== INFORMATION PROVIDED ==
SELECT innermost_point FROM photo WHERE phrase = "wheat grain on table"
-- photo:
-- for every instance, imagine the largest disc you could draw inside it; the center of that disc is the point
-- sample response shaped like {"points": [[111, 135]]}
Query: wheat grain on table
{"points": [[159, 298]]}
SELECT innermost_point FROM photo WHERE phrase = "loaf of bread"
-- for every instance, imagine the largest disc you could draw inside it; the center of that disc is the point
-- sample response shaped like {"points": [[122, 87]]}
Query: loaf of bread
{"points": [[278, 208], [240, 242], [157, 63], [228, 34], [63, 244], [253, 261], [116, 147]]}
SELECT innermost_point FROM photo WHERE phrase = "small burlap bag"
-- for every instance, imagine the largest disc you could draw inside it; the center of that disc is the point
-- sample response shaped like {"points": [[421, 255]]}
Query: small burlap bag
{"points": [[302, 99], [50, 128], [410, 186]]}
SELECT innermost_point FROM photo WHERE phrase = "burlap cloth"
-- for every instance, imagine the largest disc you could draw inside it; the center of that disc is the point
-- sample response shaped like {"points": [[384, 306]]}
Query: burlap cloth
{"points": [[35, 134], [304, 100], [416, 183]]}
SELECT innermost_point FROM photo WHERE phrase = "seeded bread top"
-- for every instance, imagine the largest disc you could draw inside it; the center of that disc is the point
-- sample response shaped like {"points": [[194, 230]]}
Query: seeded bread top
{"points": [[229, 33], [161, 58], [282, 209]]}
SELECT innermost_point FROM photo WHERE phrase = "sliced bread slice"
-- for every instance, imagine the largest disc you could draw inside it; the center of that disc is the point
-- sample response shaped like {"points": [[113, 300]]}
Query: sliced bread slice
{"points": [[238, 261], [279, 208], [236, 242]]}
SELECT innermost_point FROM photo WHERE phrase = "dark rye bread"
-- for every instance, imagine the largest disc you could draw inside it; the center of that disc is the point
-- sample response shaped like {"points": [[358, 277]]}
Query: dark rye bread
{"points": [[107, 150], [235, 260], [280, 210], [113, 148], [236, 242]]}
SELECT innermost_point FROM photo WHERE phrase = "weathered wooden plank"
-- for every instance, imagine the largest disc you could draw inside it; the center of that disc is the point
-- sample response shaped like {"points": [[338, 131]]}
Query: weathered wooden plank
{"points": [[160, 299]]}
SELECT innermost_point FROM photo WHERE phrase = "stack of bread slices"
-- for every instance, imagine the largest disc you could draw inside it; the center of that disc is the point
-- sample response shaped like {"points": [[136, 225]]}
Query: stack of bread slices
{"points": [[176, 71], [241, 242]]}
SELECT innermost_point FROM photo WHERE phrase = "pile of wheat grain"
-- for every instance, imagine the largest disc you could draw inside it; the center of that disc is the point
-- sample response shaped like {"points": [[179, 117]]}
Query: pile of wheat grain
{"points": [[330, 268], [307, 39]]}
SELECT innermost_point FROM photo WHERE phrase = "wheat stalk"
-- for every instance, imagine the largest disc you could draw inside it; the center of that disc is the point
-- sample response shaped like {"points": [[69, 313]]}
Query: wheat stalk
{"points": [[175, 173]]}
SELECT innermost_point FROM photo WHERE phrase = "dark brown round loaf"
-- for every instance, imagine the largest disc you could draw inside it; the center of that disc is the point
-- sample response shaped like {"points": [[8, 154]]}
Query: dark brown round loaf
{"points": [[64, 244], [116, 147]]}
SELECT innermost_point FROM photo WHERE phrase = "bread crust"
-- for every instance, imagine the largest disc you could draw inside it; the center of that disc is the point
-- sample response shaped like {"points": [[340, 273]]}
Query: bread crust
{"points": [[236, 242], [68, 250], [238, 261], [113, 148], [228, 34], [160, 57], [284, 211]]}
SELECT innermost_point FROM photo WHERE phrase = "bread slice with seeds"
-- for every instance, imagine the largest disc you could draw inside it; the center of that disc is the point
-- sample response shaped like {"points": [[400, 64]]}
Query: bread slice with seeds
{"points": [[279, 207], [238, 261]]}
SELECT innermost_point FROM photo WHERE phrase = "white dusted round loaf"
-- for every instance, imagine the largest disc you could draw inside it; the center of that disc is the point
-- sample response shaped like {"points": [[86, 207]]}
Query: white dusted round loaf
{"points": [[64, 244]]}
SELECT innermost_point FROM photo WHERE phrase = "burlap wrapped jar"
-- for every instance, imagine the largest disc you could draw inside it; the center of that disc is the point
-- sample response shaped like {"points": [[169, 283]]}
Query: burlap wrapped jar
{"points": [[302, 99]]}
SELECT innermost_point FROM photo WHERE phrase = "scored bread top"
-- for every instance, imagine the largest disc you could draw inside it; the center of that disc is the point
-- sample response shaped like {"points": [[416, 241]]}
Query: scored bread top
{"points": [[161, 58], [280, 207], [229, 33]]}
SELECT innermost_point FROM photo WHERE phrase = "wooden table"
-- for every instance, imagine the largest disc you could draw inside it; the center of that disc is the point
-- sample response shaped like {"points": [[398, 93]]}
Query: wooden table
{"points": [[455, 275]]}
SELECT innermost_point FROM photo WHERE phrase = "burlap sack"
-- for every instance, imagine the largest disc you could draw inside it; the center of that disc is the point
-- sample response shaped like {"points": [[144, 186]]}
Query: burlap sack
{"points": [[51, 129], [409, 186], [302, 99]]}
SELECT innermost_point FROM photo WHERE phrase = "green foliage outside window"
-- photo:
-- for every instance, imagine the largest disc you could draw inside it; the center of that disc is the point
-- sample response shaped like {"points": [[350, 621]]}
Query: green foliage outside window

== YOUR GOAL ==
If the word "green" appears in a line above, copy that line.

== SOLVED PROBLEM ==
SELECT innermost_point FROM photo WHERE phrase = "green foliage outside window"
Query: green foliage outside window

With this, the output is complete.